TASK DETAILS: Reproduce all of the data exactly. Images are not to appear in the reply.

SOURCE DATA:
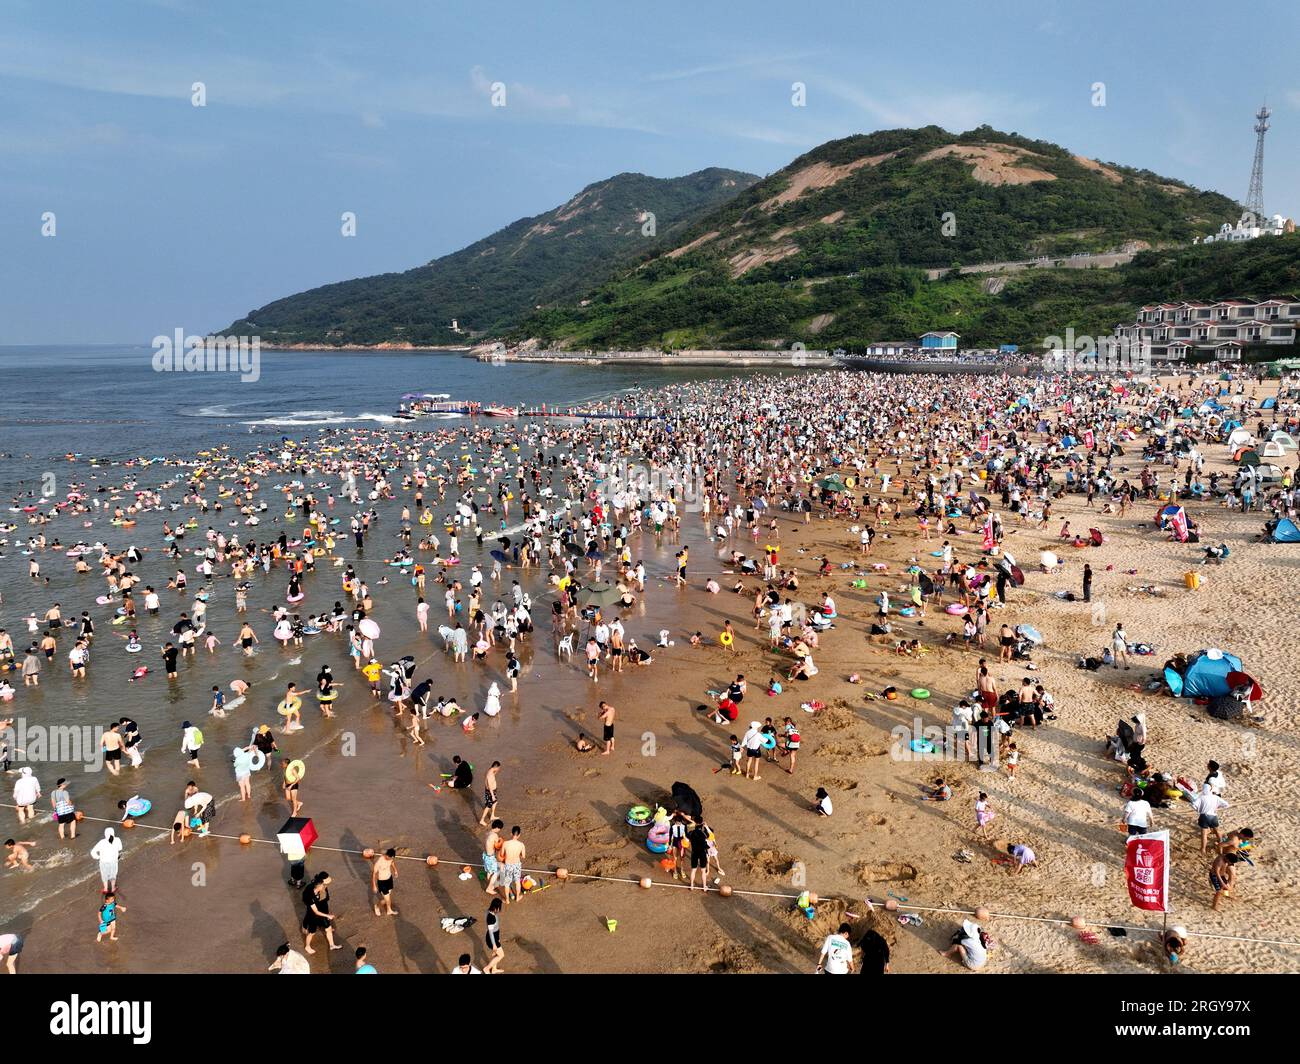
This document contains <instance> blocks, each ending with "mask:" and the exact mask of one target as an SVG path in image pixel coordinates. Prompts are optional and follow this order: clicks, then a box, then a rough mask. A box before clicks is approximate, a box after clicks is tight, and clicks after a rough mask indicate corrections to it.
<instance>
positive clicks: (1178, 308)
mask: <svg viewBox="0 0 1300 1064" xmlns="http://www.w3.org/2000/svg"><path fill="white" fill-rule="evenodd" d="M1297 329H1300V297H1296V295H1282V297H1274V298H1271V299H1218V300H1214V302H1208V303H1203V302H1195V300H1193V302H1182V303H1151V304H1148V306H1145V307H1143V308H1141V310H1140V311H1139V312H1138V320H1136V321H1135V323H1134V324H1132V325H1117V326H1115V338H1117V339H1119V341H1121V342H1122V343H1128V345H1140V343H1145V345H1149V346H1151V356H1152V360H1153V362H1180V360H1183V359H1186V358H1187V356H1188V355H1191V354H1197V352H1199V354H1213V355H1214V356H1216V358H1217V359H1219V360H1231V359H1234V358H1240V354H1242V350H1243V349H1245V347H1258V346H1270V345H1294V343H1295V342H1296V332H1297Z"/></svg>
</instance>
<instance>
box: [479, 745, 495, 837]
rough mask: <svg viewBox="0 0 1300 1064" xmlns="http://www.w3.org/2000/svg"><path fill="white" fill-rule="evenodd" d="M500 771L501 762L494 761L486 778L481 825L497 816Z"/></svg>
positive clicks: (482, 825) (490, 767) (487, 768)
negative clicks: (500, 762) (499, 773)
mask: <svg viewBox="0 0 1300 1064" xmlns="http://www.w3.org/2000/svg"><path fill="white" fill-rule="evenodd" d="M499 773H500V762H499V761H493V762H491V765H489V766H487V777H486V778H485V779H484V812H482V814H481V816H480V817H478V826H480V827H482V826H484V825H486V823H487V821H489V819H491V818H495V816H497V775H498V774H499Z"/></svg>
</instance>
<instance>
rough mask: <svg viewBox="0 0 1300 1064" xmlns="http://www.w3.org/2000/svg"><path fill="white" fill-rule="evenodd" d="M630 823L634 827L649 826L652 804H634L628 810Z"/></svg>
mask: <svg viewBox="0 0 1300 1064" xmlns="http://www.w3.org/2000/svg"><path fill="white" fill-rule="evenodd" d="M628 823H630V825H632V826H633V827H649V825H650V806H649V805H633V806H632V808H630V809H629V810H628Z"/></svg>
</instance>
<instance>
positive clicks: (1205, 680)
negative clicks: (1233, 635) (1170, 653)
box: [1165, 650, 1242, 698]
mask: <svg viewBox="0 0 1300 1064" xmlns="http://www.w3.org/2000/svg"><path fill="white" fill-rule="evenodd" d="M1240 671H1242V659H1240V658H1239V657H1235V656H1234V654H1227V653H1225V652H1223V650H1203V652H1201V653H1200V654H1197V656H1196V658H1195V659H1193V661H1192V663H1191V665H1188V666H1187V669H1186V670H1183V674H1182V675H1179V672H1178V670H1177V669H1174V666H1173V665H1166V666H1165V683H1167V684H1169V689H1170V692H1173V695H1174V697H1175V698H1213V697H1216V696H1218V695H1227V693H1229V692H1230V691H1231V689H1232V687H1231V684H1229V682H1227V674H1229V672H1240Z"/></svg>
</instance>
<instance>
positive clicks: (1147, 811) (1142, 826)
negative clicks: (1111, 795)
mask: <svg viewBox="0 0 1300 1064" xmlns="http://www.w3.org/2000/svg"><path fill="white" fill-rule="evenodd" d="M1125 823H1127V825H1128V826H1130V827H1151V803H1149V801H1147V800H1145V799H1132V800H1131V801H1130V803H1128V804H1126V805H1125Z"/></svg>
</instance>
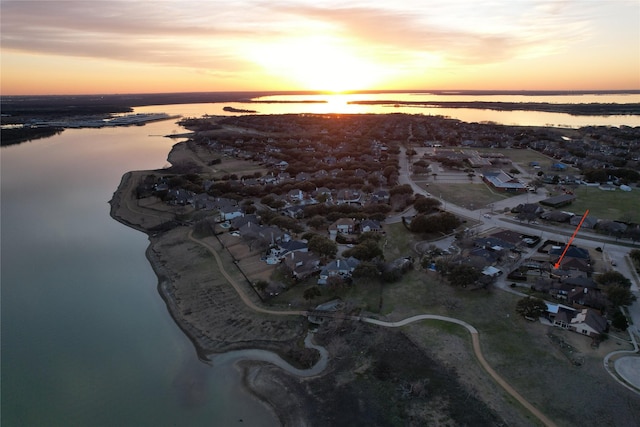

RESPONSE TO THE EXERCISE:
This document contains <instance> blocks, each ending with "mask:" and the exact mask of one target as an SVG path in image pixel coordinates. Prompts are optional and follow this order: clicks, then a box, then a rough mask. A box before clicks is approximate, a box after clicks is tight, and clicks after a rough mask indicate corrections to it.
<instance>
positive clicks: (1178, 308)
mask: <svg viewBox="0 0 1300 1064" xmlns="http://www.w3.org/2000/svg"><path fill="white" fill-rule="evenodd" d="M1297 329H1300V297H1296V295H1282V297H1274V298H1271V299H1218V300H1214V302H1208V303H1203V302H1195V300H1193V302H1182V303H1151V304H1148V306H1145V307H1143V308H1141V310H1140V311H1139V312H1138V320H1136V321H1135V323H1134V324H1132V325H1117V326H1115V338H1117V339H1119V341H1121V342H1122V343H1128V345H1140V343H1145V345H1149V346H1151V356H1152V360H1153V362H1180V360H1183V359H1186V358H1187V356H1188V355H1191V354H1197V352H1199V354H1213V355H1214V356H1216V358H1217V359H1219V360H1231V359H1234V358H1240V354H1242V350H1243V349H1245V347H1258V346H1270V345H1294V343H1295V342H1296V332H1297Z"/></svg>
</instance>
<instance>
box: [479, 745, 495, 837]
rough mask: <svg viewBox="0 0 1300 1064" xmlns="http://www.w3.org/2000/svg"><path fill="white" fill-rule="evenodd" d="M500 771L501 762L494 761L486 778L481 825L497 816Z"/></svg>
positive clicks: (482, 825) (490, 767) (487, 768)
negative clicks: (500, 762) (499, 773)
mask: <svg viewBox="0 0 1300 1064" xmlns="http://www.w3.org/2000/svg"><path fill="white" fill-rule="evenodd" d="M499 773H500V762H499V761H493V762H491V765H489V766H487V777H486V778H485V779H484V812H482V814H481V816H480V817H478V826H480V827H482V826H484V825H486V823H487V821H489V819H491V818H495V816H497V775H498V774H499Z"/></svg>
</instance>
<instance>
rough mask: <svg viewBox="0 0 1300 1064" xmlns="http://www.w3.org/2000/svg"><path fill="white" fill-rule="evenodd" d="M630 823L634 827L649 826L652 804H634L628 810Z"/></svg>
mask: <svg viewBox="0 0 1300 1064" xmlns="http://www.w3.org/2000/svg"><path fill="white" fill-rule="evenodd" d="M628 823H630V825H632V826H633V827H649V825H650V806H649V805H633V806H632V808H630V809H629V810H628Z"/></svg>
</instance>
<instance>
positive clicks: (1205, 680)
negative clicks: (1233, 635) (1170, 653)
box: [1165, 650, 1242, 698]
mask: <svg viewBox="0 0 1300 1064" xmlns="http://www.w3.org/2000/svg"><path fill="white" fill-rule="evenodd" d="M1240 671H1242V659H1240V658H1239V657H1235V656H1234V654H1227V653H1225V652H1223V650H1203V652H1201V653H1200V654H1197V656H1196V658H1195V659H1193V661H1192V663H1191V665H1188V666H1187V669H1186V670H1183V674H1182V675H1179V672H1178V670H1177V669H1174V666H1173V665H1166V666H1165V683H1167V684H1169V689H1170V692H1173V695H1174V697H1175V698H1213V697H1216V696H1218V695H1227V693H1229V692H1230V691H1231V689H1232V687H1231V684H1229V682H1227V674H1229V672H1240Z"/></svg>
</instance>
<instance>
positive clicks: (1147, 811) (1142, 826)
negative clicks: (1111, 795)
mask: <svg viewBox="0 0 1300 1064" xmlns="http://www.w3.org/2000/svg"><path fill="white" fill-rule="evenodd" d="M1125 823H1127V825H1128V826H1130V827H1151V803H1149V801H1147V800H1145V799H1132V800H1131V801H1130V803H1128V804H1126V805H1125Z"/></svg>
</instance>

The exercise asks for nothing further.